--- BEGIN Supplied text ---

Page MenuHomePhabricator

Default license for operations/puppet
Closed, DeclinedPublic

Description

operations/puppet uses a few different licenses that are explicitly stated in parts (e.g. different modules). However, that does not seem to be a default license in the root that applies unless otherwise stated.

So if code doesn't specify a license explicitly (which some code in the repo does not), no particular license clearly applies.


Version: wmf-deployment
Severity: normal
URL: https://gerrit.wikimedia.org/g/operations/puppet

Revisions and Commits

Event Timeline

There are a very large number of changes, so older changes are hidden. Show Older Changes

This kind of stalled out here.

Am I right in thinking that this would only apply to code that does not have a more specific license and that where these cases exist now the current ambiguity is worse than a default CC0 at top level?

In regards to

This kind of stalled out here.

Am I right in thinking that this would only apply to code that does not have a more specific license and that where these cases exist now the current ambiguity is worse than a default CC0 at top level?

--- END Supplied text ---

What is asked ::
[1] From the operations/puppet license thread, print the passage from "Default license for" up to and including "unless otherwise stated.".
[2] What status does the operations/puppet license thread give for the task?

--- BEGIN Given information ---

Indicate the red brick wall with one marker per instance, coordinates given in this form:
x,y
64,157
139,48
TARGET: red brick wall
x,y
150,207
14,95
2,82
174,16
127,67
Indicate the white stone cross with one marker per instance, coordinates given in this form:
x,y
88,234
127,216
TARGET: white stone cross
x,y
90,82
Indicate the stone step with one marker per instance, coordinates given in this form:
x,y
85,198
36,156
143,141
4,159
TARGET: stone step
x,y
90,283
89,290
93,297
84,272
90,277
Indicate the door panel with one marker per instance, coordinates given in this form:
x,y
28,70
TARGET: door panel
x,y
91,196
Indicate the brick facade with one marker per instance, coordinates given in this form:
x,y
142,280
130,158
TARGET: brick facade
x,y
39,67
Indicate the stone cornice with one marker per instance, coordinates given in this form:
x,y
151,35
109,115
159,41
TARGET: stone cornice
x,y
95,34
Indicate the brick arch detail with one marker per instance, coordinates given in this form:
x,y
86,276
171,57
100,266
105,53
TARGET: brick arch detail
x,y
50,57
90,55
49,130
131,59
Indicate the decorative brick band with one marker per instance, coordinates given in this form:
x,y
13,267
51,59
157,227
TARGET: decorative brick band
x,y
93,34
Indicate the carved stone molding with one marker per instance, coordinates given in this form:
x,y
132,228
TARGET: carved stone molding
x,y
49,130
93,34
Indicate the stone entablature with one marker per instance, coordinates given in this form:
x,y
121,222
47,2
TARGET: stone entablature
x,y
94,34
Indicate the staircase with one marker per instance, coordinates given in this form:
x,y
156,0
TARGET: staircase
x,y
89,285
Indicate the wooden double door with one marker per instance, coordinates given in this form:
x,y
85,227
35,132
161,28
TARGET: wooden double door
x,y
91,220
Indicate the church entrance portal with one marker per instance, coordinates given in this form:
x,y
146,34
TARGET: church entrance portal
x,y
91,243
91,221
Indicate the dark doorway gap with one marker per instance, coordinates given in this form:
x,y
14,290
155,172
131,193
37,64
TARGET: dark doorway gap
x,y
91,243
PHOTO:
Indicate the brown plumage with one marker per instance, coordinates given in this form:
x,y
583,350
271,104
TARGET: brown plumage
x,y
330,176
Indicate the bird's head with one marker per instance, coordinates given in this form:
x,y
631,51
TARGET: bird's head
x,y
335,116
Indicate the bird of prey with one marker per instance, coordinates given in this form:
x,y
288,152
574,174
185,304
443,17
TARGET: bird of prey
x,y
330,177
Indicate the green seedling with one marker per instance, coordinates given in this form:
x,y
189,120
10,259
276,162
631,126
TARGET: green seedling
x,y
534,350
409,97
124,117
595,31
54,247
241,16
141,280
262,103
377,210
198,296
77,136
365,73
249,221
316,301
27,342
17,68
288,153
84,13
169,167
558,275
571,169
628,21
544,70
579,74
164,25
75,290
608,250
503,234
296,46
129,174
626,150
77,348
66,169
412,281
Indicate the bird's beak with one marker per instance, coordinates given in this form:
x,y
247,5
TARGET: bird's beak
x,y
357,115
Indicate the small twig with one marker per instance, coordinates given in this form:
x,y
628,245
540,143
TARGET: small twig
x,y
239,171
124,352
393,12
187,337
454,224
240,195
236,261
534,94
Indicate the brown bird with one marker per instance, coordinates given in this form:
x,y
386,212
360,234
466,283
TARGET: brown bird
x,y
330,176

--- END Given information ---

Outputs for the tasks ::
[1]
Default license for operations/puppet
Closed, DeclinedPublic

Description

operations/puppet uses a few different licenses that are explicitly stated in parts (e.g. different modules). However, that does not seem to be a default license in the root that applies unless otherwise stated.

[2] Closed, Declined.